[What is being asked]
Please copy exactly the lines that begin with the one containing "Could you mark every instance of the vanity" and end with the last line of the entries.
━━ Input rows
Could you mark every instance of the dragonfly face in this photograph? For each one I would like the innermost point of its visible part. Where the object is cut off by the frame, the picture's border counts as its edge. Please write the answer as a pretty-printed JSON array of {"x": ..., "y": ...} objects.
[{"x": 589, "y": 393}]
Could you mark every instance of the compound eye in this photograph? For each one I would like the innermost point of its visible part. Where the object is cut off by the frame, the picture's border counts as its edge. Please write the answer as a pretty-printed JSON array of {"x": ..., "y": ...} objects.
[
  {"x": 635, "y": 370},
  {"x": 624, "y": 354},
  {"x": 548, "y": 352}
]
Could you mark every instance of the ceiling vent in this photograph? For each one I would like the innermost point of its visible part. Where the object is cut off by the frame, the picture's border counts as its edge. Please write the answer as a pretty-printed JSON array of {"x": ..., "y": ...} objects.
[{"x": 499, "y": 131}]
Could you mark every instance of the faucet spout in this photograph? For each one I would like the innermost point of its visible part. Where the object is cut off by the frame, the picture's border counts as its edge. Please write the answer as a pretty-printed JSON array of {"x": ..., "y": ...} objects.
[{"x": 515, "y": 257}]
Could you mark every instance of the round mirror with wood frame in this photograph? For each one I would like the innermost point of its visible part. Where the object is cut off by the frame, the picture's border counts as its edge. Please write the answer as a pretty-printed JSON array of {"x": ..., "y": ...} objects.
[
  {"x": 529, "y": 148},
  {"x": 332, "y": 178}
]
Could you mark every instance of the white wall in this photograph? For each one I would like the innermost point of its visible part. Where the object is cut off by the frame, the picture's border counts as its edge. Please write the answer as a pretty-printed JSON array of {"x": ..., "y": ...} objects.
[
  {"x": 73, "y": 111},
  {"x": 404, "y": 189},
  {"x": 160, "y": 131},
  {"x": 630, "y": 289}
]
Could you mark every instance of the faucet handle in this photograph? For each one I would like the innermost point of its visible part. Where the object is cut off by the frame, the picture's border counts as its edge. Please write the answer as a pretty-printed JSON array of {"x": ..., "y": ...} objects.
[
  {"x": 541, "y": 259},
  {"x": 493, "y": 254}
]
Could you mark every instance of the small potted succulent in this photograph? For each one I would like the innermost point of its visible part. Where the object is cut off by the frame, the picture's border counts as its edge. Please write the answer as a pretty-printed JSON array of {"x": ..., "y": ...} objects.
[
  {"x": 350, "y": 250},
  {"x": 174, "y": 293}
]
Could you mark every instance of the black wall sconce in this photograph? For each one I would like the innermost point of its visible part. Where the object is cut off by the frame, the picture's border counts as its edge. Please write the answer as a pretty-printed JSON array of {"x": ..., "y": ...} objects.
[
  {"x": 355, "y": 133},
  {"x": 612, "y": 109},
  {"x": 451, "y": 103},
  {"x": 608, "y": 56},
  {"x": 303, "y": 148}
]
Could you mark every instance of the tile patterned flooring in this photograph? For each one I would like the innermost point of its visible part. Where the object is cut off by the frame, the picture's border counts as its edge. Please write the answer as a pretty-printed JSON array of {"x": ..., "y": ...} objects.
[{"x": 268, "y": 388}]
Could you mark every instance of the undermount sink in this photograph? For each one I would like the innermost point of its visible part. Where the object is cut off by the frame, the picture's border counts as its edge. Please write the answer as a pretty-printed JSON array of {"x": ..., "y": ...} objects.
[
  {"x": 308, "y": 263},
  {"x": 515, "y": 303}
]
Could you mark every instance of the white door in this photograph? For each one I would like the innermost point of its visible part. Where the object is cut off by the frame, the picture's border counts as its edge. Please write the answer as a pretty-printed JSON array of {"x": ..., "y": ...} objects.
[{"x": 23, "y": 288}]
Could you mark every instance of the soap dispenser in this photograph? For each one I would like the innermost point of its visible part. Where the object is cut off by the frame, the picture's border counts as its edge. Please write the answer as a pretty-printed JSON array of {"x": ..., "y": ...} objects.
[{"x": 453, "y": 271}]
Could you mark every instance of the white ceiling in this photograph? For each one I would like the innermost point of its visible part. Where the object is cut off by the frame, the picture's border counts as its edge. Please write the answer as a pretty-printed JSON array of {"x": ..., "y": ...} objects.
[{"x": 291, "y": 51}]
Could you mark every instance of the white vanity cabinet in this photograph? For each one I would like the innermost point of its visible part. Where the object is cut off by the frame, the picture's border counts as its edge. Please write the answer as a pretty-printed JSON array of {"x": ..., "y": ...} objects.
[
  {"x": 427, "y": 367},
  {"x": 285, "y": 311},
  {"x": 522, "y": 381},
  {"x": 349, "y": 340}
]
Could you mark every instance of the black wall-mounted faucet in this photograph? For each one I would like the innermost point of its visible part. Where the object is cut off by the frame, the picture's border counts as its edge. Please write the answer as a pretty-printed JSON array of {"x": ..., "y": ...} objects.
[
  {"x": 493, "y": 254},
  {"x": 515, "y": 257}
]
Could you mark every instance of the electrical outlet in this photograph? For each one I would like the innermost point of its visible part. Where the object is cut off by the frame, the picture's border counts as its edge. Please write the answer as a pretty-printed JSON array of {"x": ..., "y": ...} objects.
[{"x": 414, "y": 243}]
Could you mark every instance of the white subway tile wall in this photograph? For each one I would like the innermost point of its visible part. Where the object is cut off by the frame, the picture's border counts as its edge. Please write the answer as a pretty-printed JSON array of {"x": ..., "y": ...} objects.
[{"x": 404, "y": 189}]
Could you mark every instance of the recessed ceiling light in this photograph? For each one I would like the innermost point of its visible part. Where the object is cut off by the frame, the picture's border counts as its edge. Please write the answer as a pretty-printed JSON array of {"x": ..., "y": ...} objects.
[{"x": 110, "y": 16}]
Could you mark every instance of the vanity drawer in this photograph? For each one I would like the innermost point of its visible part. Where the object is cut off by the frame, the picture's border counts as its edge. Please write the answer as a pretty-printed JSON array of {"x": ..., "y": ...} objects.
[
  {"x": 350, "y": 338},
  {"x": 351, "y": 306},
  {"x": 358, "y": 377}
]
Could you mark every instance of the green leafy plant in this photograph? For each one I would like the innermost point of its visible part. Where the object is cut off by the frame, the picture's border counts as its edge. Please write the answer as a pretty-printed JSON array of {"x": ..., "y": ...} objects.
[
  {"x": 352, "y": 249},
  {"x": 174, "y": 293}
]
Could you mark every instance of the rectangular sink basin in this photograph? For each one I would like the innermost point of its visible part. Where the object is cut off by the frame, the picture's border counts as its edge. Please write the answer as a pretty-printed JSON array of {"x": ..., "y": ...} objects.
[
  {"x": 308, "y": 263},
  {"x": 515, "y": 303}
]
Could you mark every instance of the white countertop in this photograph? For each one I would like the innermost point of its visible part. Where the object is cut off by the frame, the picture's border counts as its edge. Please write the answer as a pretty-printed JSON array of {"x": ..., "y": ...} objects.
━━━━
[Task answer]
Could you mark every instance of the vanity drawer in this photograph? For each one I would like the innermost point of its visible part. Where the object is cut off by the frame, the picture's border counts as its edge. Please write the answer as a pretty-printed JSON array of {"x": ..., "y": ...} objects.
[
  {"x": 350, "y": 338},
  {"x": 351, "y": 306},
  {"x": 358, "y": 377}
]
Could you mark every instance of the green leafy plant in this photograph? For each one I would like the innermost point of its visible part. Where the object is cut off by the frame, the picture's border counts as its edge. Please write the answer as a pretty-printed JSON array of {"x": ..., "y": ...} objects.
[
  {"x": 352, "y": 249},
  {"x": 174, "y": 293}
]
Could you mark every instance of the rectangular sink basin in this photograph? For each one I would like the innermost point of its visible part. Where the object is cut off by the frame, the picture's border counts as its edge. Please write the answer as a pretty-printed JSON array of {"x": ..., "y": ...} objects.
[
  {"x": 308, "y": 263},
  {"x": 515, "y": 303}
]
Could you mark every instance of the white countertop in this photograph? For each one I would like the innermost point of its visible part. Where the object is cut off by the frame, the picture's border counts as its edge. Please write the answer as a pretty-printed JSON array of {"x": ..., "y": ...} objects.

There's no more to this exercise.